Task directions →
Update the lines below so that every "Objective" becomes "Goal", and leave the rest of each line as it is.
------ Data to use ------
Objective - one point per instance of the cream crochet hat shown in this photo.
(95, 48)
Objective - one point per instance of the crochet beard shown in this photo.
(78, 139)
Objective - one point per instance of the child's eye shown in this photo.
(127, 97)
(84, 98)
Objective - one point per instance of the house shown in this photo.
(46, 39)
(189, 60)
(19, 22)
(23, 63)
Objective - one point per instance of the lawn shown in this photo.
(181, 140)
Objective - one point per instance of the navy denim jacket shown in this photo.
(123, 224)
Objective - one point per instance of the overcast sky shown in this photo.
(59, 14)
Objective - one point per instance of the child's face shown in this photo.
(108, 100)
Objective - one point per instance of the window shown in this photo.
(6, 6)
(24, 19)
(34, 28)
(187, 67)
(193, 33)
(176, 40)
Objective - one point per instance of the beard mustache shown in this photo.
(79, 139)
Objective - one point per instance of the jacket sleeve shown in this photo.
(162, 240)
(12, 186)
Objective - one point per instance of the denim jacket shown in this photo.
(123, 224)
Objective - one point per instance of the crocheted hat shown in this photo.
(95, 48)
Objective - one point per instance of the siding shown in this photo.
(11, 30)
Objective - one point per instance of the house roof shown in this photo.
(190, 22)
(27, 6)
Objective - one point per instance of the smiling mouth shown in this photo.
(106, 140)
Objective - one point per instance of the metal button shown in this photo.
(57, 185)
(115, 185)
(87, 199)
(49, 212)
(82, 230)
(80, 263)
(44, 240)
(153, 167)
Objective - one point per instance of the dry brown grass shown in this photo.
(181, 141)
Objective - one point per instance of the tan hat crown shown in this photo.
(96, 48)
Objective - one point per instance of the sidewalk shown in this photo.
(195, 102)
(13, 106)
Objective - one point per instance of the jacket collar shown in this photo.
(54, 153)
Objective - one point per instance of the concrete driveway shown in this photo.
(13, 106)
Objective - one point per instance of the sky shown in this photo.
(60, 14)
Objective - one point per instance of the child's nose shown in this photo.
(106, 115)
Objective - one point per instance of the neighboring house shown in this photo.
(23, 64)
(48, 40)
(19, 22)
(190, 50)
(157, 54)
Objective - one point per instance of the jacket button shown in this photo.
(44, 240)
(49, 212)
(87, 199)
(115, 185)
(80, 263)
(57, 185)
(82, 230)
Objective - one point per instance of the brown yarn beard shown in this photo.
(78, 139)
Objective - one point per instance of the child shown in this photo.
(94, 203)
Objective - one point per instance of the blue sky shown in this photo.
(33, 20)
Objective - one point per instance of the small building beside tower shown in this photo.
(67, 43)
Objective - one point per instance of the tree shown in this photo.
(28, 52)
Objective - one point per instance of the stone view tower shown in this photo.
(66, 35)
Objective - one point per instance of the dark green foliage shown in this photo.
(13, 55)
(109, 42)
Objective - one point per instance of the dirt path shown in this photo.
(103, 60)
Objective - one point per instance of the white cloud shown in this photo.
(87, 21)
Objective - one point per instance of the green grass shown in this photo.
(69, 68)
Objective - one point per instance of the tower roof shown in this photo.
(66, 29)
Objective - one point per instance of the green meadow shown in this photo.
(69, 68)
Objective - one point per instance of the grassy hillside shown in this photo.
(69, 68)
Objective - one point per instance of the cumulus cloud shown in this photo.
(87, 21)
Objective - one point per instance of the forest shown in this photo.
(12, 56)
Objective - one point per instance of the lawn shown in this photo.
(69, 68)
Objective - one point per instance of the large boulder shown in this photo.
------
Output of the exercise →
Goal - one point per instance of the cream crochet hat shown in this photo.
(95, 48)
Goal - one point per instance of the crochet beard shown in this photo.
(78, 139)
Goal - one point per instance of the child's eye shown in this photo.
(127, 97)
(84, 98)
Goal - one point per instance of the house shown in this photo.
(46, 39)
(189, 60)
(19, 22)
(23, 63)
Goal - one point per instance of the lawn shown in this photo.
(181, 140)
Goal - one point per instance of the navy denim jacket shown in this photo.
(123, 224)
Goal - one point per instance of the overcast sky shown in this photo.
(59, 14)
Goal - one point per instance of the child's face shown in this photo.
(108, 100)
Goal - one point per instance of the window shown in this photo.
(6, 6)
(24, 19)
(34, 28)
(187, 67)
(193, 33)
(176, 40)
Goal - one point per instance of the beard mustache shown in this photo.
(79, 139)
Goal - one point per instance of the jacket sleeve shown in this photo.
(162, 240)
(12, 186)
Goal - one point per instance of the denim jacket shown in this photo.
(123, 224)
Goal - one point per instance of the crocheted hat shown in this photo.
(95, 48)
Goal - one point per instance of the siding shown in this photo.
(11, 30)
Goal - one point per instance of the house roof shown in this photo.
(190, 22)
(27, 6)
Goal - one point per instance of the smiling mouth shown in this photo.
(106, 140)
Goal - one point per instance of the metal button shown in this photo.
(57, 185)
(115, 185)
(87, 199)
(49, 212)
(82, 230)
(80, 263)
(44, 240)
(153, 167)
Goal - one point per instance of the dry brown grass shown in this photo.
(181, 141)
Goal - one point per instance of the tan hat crown shown in this photo.
(96, 48)
Goal - one point per instance of the sidewalk shown in this photo.
(195, 102)
(13, 106)
Goal - one point per instance of the jacket collar shown in this photo.
(54, 153)
Goal - one point per instance of the concrete driveway shown in this photo.
(13, 106)
Goal - one point per instance of the sky shown in this photo.
(60, 14)
Goal - one point per instance of the child's nose shown in this photo.
(106, 115)
Goal - one point per instance of the neighboring house shown in this photo.
(23, 64)
(48, 40)
(19, 22)
(190, 50)
(157, 54)
Goal - one point per instance of the jacket button shown in this photo.
(44, 240)
(49, 212)
(87, 199)
(115, 185)
(80, 263)
(57, 185)
(82, 230)
Goal - one point per instance of the brown yarn beard shown in this photo.
(78, 139)
Goal - one point per instance of the child shown in this photo.
(94, 203)
Goal - one point per instance of the blue sky shown in this photo.
(33, 20)
Goal - one point per instance of the small building beside tower shown in this photo.
(67, 43)
Goal - one point per instance of the tree shown in this photo.
(28, 52)
Goal - one point per instance of the stone view tower shown in this photo.
(66, 35)
Goal - one point per instance of the dark green foliage shown in this photo.
(13, 55)
(109, 42)
Goal - one point per instance of the dirt path shown in this photo.
(103, 60)
Goal - one point per instance of the white cloud shown in this photo.
(87, 21)
Goal - one point per instance of the green grass shown in this photo.
(69, 68)
Goal - one point per instance of the tower roof shown in this photo.
(66, 29)
Goal - one point per instance of the green meadow shown in this photo.
(69, 68)
Goal - one point per instance of the grassy hillside shown in this photo.
(69, 68)
Goal - one point per instance of the cumulus cloud shown in this photo.
(87, 21)
Goal - one point per instance of the forest shown in this photo.
(12, 56)
Goal - one point per instance of the lawn shown in this photo.
(69, 68)
Goal - one point per instance of the large boulder shown in this photo.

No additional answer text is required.